Data records section start
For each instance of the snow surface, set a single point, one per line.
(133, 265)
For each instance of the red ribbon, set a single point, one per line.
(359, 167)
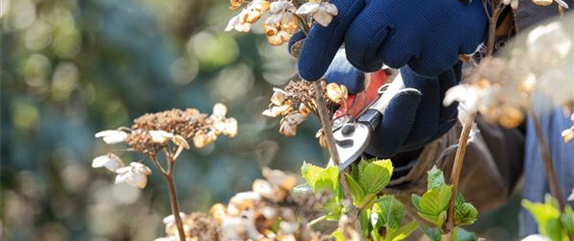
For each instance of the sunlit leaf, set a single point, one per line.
(356, 190)
(390, 210)
(374, 176)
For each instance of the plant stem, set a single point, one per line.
(455, 176)
(316, 221)
(492, 21)
(175, 205)
(168, 175)
(173, 195)
(331, 146)
(548, 165)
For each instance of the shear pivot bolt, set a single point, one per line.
(348, 130)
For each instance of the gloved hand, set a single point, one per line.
(415, 115)
(426, 35)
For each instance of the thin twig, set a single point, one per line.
(173, 194)
(156, 163)
(497, 8)
(548, 165)
(455, 176)
(316, 221)
(331, 146)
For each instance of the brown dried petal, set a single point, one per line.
(180, 141)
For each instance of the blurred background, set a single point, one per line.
(71, 68)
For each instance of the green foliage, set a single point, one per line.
(367, 180)
(387, 214)
(459, 234)
(321, 179)
(551, 223)
(374, 176)
(433, 204)
(380, 216)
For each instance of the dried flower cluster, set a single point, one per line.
(568, 134)
(267, 212)
(502, 88)
(197, 226)
(151, 133)
(285, 17)
(296, 102)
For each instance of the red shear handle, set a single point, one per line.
(357, 103)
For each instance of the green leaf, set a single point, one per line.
(338, 235)
(310, 173)
(554, 230)
(416, 200)
(543, 214)
(435, 179)
(374, 176)
(321, 178)
(465, 214)
(364, 221)
(463, 235)
(435, 201)
(357, 191)
(390, 211)
(333, 209)
(328, 179)
(568, 220)
(432, 233)
(403, 232)
(301, 188)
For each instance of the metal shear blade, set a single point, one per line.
(351, 140)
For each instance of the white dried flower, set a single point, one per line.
(535, 237)
(160, 136)
(468, 97)
(234, 23)
(283, 14)
(112, 136)
(549, 40)
(279, 96)
(275, 111)
(568, 134)
(281, 6)
(171, 219)
(110, 161)
(180, 141)
(134, 175)
(322, 12)
(289, 123)
(219, 111)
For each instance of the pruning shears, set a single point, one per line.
(354, 124)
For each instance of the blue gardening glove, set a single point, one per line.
(415, 115)
(428, 35)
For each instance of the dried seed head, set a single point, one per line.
Data records section end
▶ [Requirement] Restate all entries above exactly, but not the images.

▶ [Response to the exercise]
For each instance of the snow surface, set a single point, one per line.
(133, 265)
For each instance of the red ribbon, set a single point, one per line.
(359, 167)
For each instance of the sunlit leaf, set a single point, one per line.
(356, 190)
(390, 210)
(374, 176)
For each instance of the plant stem, set a single point, one per line.
(455, 176)
(316, 221)
(492, 21)
(175, 205)
(168, 175)
(173, 195)
(331, 146)
(548, 165)
For each instance of the shear pivot bolt, set a single point, one per line.
(348, 130)
For each instance of the gloved hand, set a single point, one per line.
(415, 115)
(426, 35)
For each instance of the thin twig, set a single point, one per line.
(173, 194)
(156, 163)
(497, 8)
(548, 165)
(455, 176)
(316, 221)
(331, 146)
For each instance of the brown dried petal, set a single point, one per line.
(180, 141)
For each instance of the blurred background, set a single point, one per line.
(71, 68)
For each instance of the green foliage, set a single point, one per line.
(367, 180)
(387, 214)
(459, 234)
(321, 179)
(551, 223)
(374, 176)
(433, 204)
(380, 216)
For each instance of the dried flower cluster, set a single point, one per line.
(568, 134)
(267, 212)
(502, 88)
(197, 226)
(151, 133)
(285, 17)
(296, 102)
For each instance of the red shear handle, set a single point, one per line.
(357, 103)
For each instance of the green leaf, set a single point, one per line.
(338, 235)
(310, 173)
(554, 230)
(416, 200)
(543, 214)
(435, 179)
(374, 176)
(321, 178)
(465, 214)
(364, 221)
(463, 235)
(435, 201)
(357, 191)
(390, 211)
(333, 209)
(328, 179)
(568, 220)
(432, 233)
(403, 232)
(301, 188)
For each instance of the metal shear blade, set a single point, one per line.
(351, 140)
For each instance of the white dried flower, set a single point, one per line.
(535, 237)
(160, 136)
(468, 97)
(234, 23)
(283, 14)
(112, 136)
(549, 40)
(279, 96)
(275, 111)
(568, 134)
(281, 6)
(171, 219)
(110, 161)
(180, 141)
(134, 175)
(322, 12)
(289, 123)
(219, 111)
For each instance of the pruning shears, set a single point, one per line.
(354, 124)
For each instance of the blue gardening glove, set a single point, one per line.
(415, 115)
(428, 35)
For each instance of the dried seed head, set a single point, one per line.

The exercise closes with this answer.